──────── RAW DATA
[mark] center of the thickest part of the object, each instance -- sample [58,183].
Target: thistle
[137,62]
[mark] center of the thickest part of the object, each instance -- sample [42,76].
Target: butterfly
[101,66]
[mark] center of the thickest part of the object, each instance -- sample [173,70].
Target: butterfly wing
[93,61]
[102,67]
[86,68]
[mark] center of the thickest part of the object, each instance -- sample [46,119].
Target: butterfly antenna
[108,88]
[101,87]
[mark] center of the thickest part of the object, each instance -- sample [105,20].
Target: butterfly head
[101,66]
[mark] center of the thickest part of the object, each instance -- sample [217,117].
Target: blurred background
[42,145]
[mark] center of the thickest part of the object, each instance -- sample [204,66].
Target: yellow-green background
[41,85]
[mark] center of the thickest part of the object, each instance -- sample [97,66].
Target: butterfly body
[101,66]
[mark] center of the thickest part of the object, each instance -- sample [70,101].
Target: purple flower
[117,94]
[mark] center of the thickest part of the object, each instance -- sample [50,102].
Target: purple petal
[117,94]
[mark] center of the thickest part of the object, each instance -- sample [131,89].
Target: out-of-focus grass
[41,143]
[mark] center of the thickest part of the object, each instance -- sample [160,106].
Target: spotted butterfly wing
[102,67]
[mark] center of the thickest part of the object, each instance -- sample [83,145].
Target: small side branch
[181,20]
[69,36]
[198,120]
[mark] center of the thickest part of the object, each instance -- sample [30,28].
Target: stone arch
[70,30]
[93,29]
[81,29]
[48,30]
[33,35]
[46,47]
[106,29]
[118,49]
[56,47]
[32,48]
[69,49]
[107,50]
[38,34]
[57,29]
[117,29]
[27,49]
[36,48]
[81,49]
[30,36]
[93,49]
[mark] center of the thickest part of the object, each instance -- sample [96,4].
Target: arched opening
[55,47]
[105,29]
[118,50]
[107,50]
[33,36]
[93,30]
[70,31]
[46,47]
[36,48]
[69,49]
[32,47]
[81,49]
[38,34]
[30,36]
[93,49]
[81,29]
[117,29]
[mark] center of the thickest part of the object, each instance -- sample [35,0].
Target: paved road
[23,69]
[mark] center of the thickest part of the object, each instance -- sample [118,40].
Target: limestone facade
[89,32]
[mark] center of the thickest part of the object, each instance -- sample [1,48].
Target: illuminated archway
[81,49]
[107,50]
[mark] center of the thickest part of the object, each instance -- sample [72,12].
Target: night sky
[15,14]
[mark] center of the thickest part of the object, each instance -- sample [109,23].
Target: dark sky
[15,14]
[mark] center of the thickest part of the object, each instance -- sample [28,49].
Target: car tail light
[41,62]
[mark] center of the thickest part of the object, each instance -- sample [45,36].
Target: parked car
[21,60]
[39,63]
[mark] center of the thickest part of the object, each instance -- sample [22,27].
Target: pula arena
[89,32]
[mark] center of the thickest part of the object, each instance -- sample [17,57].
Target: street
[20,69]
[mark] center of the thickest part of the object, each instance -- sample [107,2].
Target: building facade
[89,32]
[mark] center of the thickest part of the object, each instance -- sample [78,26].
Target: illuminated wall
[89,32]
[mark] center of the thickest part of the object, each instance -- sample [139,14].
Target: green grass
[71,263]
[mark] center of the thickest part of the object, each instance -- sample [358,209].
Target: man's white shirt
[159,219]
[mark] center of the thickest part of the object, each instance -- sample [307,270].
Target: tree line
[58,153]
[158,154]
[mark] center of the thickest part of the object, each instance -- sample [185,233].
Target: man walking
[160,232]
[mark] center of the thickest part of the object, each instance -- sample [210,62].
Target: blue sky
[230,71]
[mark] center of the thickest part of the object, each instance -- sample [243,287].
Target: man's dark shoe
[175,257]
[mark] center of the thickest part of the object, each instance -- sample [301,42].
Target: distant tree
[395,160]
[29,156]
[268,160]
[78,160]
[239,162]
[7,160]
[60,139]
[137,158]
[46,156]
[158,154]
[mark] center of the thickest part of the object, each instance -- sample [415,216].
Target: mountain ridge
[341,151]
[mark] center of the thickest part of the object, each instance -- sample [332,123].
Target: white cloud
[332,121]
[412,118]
────────────────
■ **TASK OBJECTIVE**
Copy down the whole of the data above, matching it exactly.

■ **WRITTEN SOLUTION**
[mark] center of the thickest part of the object, each instance -- sample [58,183].
Target: thistle
[137,62]
[mark] center of the thickest part of the object, each instance -- sample [42,76].
Target: butterfly
[101,66]
[mark] center of the thickest part of the object, each instance -- sample [173,70].
Target: butterfly wing
[93,61]
[102,67]
[86,68]
[mark] center of the thickest part of the object, each instance -- sample [46,119].
Target: butterfly antenna
[108,88]
[101,87]
[mark] center of the thickest part of the object, each instance -- sample [105,20].
Target: butterfly head
[101,66]
[mark] center of the thickest part of the object, each instance -- sample [217,117].
Target: blurred background
[42,145]
[mark] center of the thickest part of the object, each instance -- sample [204,66].
Target: yellow-green background
[41,85]
[mark] center of the thickest part of the object, each instance -- sample [97,66].
Target: butterfly body
[101,66]
[mark] center of the thickest part of the object, each instance -- sample [70,101].
Target: purple flower
[117,94]
[mark] center of the thickest part of the object, each instance -- sample [50,102].
Target: purple petal
[117,94]
[mark] center of the thickest part of the object, each instance -- sample [131,89].
Target: out-of-focus grass
[41,143]
[mark] center of the thickest part of the object, each instance -- sample [160,106].
Target: spotted butterfly wing
[102,67]
[mark] center of the thickest part of the object, each instance -- sample [83,145].
Target: small side branch
[181,20]
[69,36]
[198,120]
[mark] center of the thickest part of the object, each instance -- sample [30,28].
Target: stone arch
[70,30]
[93,29]
[81,29]
[48,30]
[33,35]
[46,47]
[106,29]
[118,49]
[56,47]
[32,48]
[69,49]
[107,50]
[38,34]
[57,29]
[117,29]
[27,49]
[36,48]
[81,49]
[30,36]
[93,49]
[mark] center of the thickest part of the object, each instance -- sample [96,4].
Target: arched opening
[55,47]
[105,29]
[118,50]
[107,50]
[33,36]
[93,30]
[70,31]
[46,47]
[36,48]
[69,49]
[32,47]
[81,49]
[38,34]
[30,36]
[93,49]
[81,29]
[117,29]
[mark] center of the thickest part of the object, each instance -- sample [35,0].
Target: paved road
[23,69]
[mark] center of the thickest part of the object, each instance -- sample [118,40].
Target: limestone facade
[89,32]
[mark] center of the thickest part of the object, each instance -- sample [1,48].
Target: illuminated archway
[81,49]
[107,50]
[mark] center of the thickest part of the object, each instance -- sample [72,12].
Target: night sky
[15,14]
[mark] center of the thickest part of the object, each instance -- sample [109,23].
Target: dark sky
[15,14]
[mark] center of the thickest part of the object, each instance -- sample [28,49].
Target: car tail light
[41,62]
[mark] center of the thickest part of the object, each instance -- sample [45,36].
Target: parked car
[21,60]
[39,63]
[mark] center of the thickest part of the object, each instance -- sample [22,27].
Target: pula arena
[89,32]
[mark] center of the thickest part of the object, each instance -- sample [17,57].
Target: street
[20,69]
[mark] center of the thickest part of the object, each instance -- sample [107,2].
Target: building facade
[89,32]
[mark] center of the thickest part of the object, each instance -- sample [78,26].
Target: illuminated wall
[89,32]
[mark] center of the thickest part of the object, each instance -- sample [139,14].
Target: green grass
[71,263]
[mark] center of the thickest part of the object, each instance -- sample [358,209].
Target: man's white shirt
[159,219]
[mark] center of the thickest part of the object, each instance -- sample [307,270].
Target: tree line
[58,153]
[158,154]
[mark] center of the thickest part of the object, each instance -- sample [185,233].
Target: man walking
[160,232]
[mark] center of the thickest part of the object, each instance -- sample [210,62].
Target: blue sky
[230,71]
[mark] center of the thickest part of the object, each instance -- sample [243,287].
Target: man's dark shoe
[175,257]
[mark] center of the thickest part of the object, each instance -- sample [301,42].
Target: distant tree
[395,160]
[29,156]
[268,160]
[78,160]
[239,162]
[7,160]
[60,139]
[137,158]
[46,156]
[158,154]
[mark] center of the thickest part of the object, each instance -- sample [415,216].
Target: mountain ridge
[341,151]
[mark] center of the thickest part of the object, each instance -- sample [332,123].
Target: white cloud
[332,121]
[412,118]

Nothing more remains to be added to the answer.